* [Problem to work on]
In the excerpt on the Board's resolutions, on what date did the Board carry them?

* [Excerpt provided]
F. de C. Malet.Christchurch,
October 26th, 1889.
The following resolutions were carried by the Board at the meeting at which the Chairman's report was read, viz., on the 28th October, 1889:—
1. That the thanks of the Board be accorded to the Chairman for his very excellent and exhaustive report, and for the trouble taken by him to secure the information it contains. 2. That while generally approving of the recommendations of the report, the College and Museum Committees be requested to draw up a scheme in connection with the School of Engineering, based upon the principles contained in the report, with any additions or modifications they may think desirable. 3. That the report be printed, together with any other documents or papers bearing on the subject that the Joint Committee considers would assist the Board in arriving at its decision.

* [Stored data]

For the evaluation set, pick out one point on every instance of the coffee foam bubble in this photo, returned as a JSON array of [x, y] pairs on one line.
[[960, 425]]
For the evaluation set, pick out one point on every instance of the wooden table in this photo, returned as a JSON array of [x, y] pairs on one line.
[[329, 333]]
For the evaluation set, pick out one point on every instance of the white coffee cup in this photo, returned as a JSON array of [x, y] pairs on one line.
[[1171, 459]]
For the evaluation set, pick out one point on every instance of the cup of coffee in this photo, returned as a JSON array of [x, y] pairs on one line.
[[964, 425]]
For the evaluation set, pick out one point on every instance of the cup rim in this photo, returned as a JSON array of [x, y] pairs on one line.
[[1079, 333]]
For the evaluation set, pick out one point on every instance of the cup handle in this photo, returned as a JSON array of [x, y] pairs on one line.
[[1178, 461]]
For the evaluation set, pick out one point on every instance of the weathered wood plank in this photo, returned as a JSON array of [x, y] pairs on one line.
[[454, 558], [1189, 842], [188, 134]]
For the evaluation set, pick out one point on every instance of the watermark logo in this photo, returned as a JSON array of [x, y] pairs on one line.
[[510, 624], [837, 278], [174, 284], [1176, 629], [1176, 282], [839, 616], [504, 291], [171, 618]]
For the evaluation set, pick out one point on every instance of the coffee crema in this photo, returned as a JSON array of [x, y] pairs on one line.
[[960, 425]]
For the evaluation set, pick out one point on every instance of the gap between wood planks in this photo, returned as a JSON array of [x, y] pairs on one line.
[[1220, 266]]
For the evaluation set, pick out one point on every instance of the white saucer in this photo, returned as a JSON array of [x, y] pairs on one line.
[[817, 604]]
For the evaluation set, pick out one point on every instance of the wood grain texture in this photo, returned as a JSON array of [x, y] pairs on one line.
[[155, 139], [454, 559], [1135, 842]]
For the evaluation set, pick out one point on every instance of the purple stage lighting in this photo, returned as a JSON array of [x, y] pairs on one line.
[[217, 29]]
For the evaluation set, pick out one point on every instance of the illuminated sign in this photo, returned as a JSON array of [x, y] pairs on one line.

* [Exercise answer]
On the 28th October, 1889.